⟨
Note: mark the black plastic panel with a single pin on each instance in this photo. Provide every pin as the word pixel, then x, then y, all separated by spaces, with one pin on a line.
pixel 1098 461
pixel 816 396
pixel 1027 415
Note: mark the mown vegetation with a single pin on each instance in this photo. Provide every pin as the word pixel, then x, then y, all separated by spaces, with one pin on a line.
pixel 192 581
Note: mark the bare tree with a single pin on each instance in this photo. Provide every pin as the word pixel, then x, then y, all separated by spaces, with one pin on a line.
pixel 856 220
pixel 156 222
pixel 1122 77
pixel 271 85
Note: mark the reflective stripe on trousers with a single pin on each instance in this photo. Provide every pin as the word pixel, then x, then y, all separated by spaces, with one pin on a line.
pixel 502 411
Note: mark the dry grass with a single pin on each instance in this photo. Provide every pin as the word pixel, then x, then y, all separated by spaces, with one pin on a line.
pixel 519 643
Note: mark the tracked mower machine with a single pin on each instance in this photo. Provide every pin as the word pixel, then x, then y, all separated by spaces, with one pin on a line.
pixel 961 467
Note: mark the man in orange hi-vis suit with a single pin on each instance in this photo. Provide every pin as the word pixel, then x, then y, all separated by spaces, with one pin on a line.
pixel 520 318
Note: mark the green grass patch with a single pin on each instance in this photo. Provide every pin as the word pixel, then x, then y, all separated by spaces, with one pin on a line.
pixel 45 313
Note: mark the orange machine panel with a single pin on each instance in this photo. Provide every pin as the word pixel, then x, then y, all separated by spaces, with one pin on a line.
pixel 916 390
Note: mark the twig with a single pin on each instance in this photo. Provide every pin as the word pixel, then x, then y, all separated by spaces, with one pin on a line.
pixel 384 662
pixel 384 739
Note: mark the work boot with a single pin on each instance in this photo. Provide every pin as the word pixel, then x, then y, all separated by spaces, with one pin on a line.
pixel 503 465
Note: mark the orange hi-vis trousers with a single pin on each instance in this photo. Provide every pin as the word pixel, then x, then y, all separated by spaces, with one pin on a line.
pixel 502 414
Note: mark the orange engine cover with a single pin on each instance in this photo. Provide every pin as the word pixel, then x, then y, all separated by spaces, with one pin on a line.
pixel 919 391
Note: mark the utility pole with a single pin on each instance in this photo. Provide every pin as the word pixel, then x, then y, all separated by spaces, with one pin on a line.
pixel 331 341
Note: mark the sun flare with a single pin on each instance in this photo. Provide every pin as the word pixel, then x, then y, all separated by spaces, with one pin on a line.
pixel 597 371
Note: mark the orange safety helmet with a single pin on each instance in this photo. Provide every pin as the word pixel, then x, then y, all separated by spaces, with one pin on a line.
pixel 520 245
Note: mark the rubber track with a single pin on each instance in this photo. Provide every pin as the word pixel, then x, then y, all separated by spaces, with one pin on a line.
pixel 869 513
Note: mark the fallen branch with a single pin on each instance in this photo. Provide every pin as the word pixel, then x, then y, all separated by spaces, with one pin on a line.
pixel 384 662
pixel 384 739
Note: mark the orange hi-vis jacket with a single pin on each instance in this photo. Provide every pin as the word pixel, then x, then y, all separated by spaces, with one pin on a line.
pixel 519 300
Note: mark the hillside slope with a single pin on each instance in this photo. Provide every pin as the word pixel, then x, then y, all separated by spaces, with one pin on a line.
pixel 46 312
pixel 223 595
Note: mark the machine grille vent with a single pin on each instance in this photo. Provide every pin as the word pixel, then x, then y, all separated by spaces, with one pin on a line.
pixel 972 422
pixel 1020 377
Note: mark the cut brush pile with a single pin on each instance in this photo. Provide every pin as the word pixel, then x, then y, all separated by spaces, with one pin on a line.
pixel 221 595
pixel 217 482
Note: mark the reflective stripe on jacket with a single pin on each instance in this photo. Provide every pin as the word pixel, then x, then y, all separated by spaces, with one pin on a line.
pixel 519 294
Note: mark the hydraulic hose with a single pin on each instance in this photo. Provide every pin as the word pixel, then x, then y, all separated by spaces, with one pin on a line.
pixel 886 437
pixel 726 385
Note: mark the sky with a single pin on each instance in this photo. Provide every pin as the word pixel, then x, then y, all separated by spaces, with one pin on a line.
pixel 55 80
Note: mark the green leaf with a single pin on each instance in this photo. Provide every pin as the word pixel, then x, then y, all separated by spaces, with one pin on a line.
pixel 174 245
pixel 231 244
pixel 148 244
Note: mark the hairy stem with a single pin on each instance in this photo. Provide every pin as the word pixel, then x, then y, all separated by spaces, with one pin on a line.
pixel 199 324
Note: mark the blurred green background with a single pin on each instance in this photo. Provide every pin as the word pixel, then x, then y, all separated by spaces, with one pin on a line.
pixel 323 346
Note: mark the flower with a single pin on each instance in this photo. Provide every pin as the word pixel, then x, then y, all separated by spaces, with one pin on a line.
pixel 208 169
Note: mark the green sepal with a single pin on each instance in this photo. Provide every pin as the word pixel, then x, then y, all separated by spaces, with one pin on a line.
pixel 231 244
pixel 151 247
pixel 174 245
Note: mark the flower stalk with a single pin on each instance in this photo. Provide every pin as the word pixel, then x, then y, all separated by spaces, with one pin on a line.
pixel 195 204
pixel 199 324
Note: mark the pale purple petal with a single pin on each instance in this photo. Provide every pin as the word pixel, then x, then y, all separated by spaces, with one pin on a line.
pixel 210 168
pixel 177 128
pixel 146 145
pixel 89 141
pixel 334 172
⟩
Reproduce the records above in full, without altering a single character.

Note: mark the black plastic panel with a single pin on each instance in this photo. Provide every pin as the word pixel, then x, then y, all separated by spaces, with one pin on a line.
pixel 1098 461
pixel 816 396
pixel 1027 415
Note: mark the mown vegetation with a single pin on each instance in this photo. Provide every pin as the word pixel, then x, then y, all separated by spaces, with one pin on a line.
pixel 192 581
Note: mark the bare tree with a single pin on each instance in this photo. Provide every pin as the word pixel, then x, then y, all separated by spaces, with one pin on a line.
pixel 856 220
pixel 156 222
pixel 1122 77
pixel 271 85
Note: mark the reflective stripe on trousers with a single pin on each instance in this photo. Provide every pin as the word pixel, then x, then y, all separated by spaces, with one pin on a line.
pixel 502 411
Note: mark the dry grass with a single pin on each instance in this photo. Provide every pin as the word pixel, then x, then y, all separated by spaces, with one pin on a line.
pixel 519 643
Note: mark the tracked mower machine with a single pin on each instance in this photo. Provide every pin as the word pixel, then x, then y, all separated by spaces, with one pin on a line.
pixel 961 467
Note: mark the man in orange hi-vis suit with a single pin on each instance in this photo. Provide every pin as the word pixel, then x, then y, all separated by spaces, with one pin on a line.
pixel 520 318
Note: mark the green grass patch with a single pin on each instance in this photo. Provide every pin as the word pixel, then x, then y, all separated by spaces, with one pin on a line.
pixel 45 313
Note: mark the orange machine panel with a single pin on each instance in this photo. Provide every pin as the word pixel, then x, then y, all separated by spaces, with one pin on a line.
pixel 916 390
Note: mark the twig with a single pin on each instance in this photo. Provide every pin as the word pixel, then x, then y, all separated by spaces, with one pin on a line.
pixel 384 662
pixel 384 739
Note: mark the work boot with a single pin on each instance in this photo. Provide every pin as the word pixel, then x, then y, all separated by spaces, with one pin on a line.
pixel 503 465
Note: mark the orange hi-vis trousers with a single pin on each instance in this photo. Provide every pin as the word pixel, then x, then y, all separated by spaces, with one pin on a line.
pixel 502 414
Note: mark the orange engine cover with a single pin on each instance in this photo. Provide every pin as the word pixel, then x, then y, all separated by spaces, with one pin on a line.
pixel 919 391
Note: mark the utility pole with a single pin on each instance in this photo. Provide every pin as the word pixel, then x, then y, all separated by spaces, with one pin on a line.
pixel 331 341
Note: mark the sun flare with a single pin on each instance in this photo. Provide every pin as the word pixel, then x, then y, all separated by spaces, with one pin on a line.
pixel 597 371
Note: mark the orange safety helmet with a single pin on each instance in this photo. Provide every pin as the word pixel, then x, then y, all separated by spaces, with one pin on a line.
pixel 520 245
Note: mark the rubber track with a single pin on each instance in this photo. Provide every pin as the word pixel, then x, then y, all separated by spaces, with one pin on a line.
pixel 869 513
Note: mark the fallen branch with a single pin on each instance in this photo. Provide every pin as the word pixel, then x, then y, all separated by spaces, with one pin on a line.
pixel 384 662
pixel 384 739
Note: mark the orange hi-vis jacket with a single pin on each instance in this photo. Provide every pin as the word pixel, then x, then y, all separated by spaces, with one pin on a line.
pixel 519 300
Note: mark the hillside slope with a single pin on each instance in this photo. Provide every pin as the word pixel, then x, then y, all separated by spaces, with one pin on a line.
pixel 46 312
pixel 223 595
Note: mark the machine grille vent with a single pin on each instance in this photo. Provide every pin as the word pixel, then x, then y, all separated by spaces, with one pin on a line.
pixel 972 422
pixel 1020 377
Note: mark the cut brush pile with a single pin on each instance in this photo. Provide every pin as the word pixel, then x, then y, all separated by spaces, with one pin on a line.
pixel 221 595
pixel 217 482
Note: mark the reflective stripe on jacket with a single pin on each instance in this photo. Provide every pin as the word pixel, then x, then y, all separated by spaces, with one pin on a line.
pixel 519 294
Note: mark the hydraulic hose with a single pin on each instance in this photo. Provide every pin as the word pixel, then x, then y, all separated by spaces, with one pin on a line.
pixel 886 437
pixel 726 385
Note: mark the sky with a single pin on each instance in this photo. Provide every pin as the word pixel, then x, then y, all separated by spaces, with one pin on a line.
pixel 55 80
Note: mark the green leaf with a single pin on each instance in this photo. Provide every pin as the word pixel, then x, then y, all separated by spaces, with one pin on a line.
pixel 174 245
pixel 231 244
pixel 148 244
Note: mark the hairy stem with a single pin on each instance in this photo. Provide every pin as the word pixel, then x, then y, all separated by spaces, with one pin on a line.
pixel 199 324
Note: mark the blurred green background with a single pin on each instance in this photo. Provide every pin as the word pixel, then x, then y, all separated by spaces, with one pin on a line.
pixel 323 346
Note: mark the flower with a single pin on each instance in this photo. Provide every pin as the word pixel, then x, then y, all separated by spaces, with one pin on a line.
pixel 208 169
Note: mark the green sepal with a single pin on each instance in this photo. Provide every pin as the word pixel, then x, then y, all separated by spaces, with one pin on a line.
pixel 231 244
pixel 151 247
pixel 174 245
Note: mark the flower stalk with a single pin on each instance in this photo. Provide every pin as the word pixel, then x, then y, all separated by spaces, with one pin on a line.
pixel 195 204
pixel 199 324
Note: mark the pale purple petal with a single pin on each instance in this photo. Provide every pin as the word pixel, then x, then y, all separated by spaces, with one pin on a line.
pixel 210 168
pixel 177 128
pixel 146 145
pixel 89 141
pixel 334 172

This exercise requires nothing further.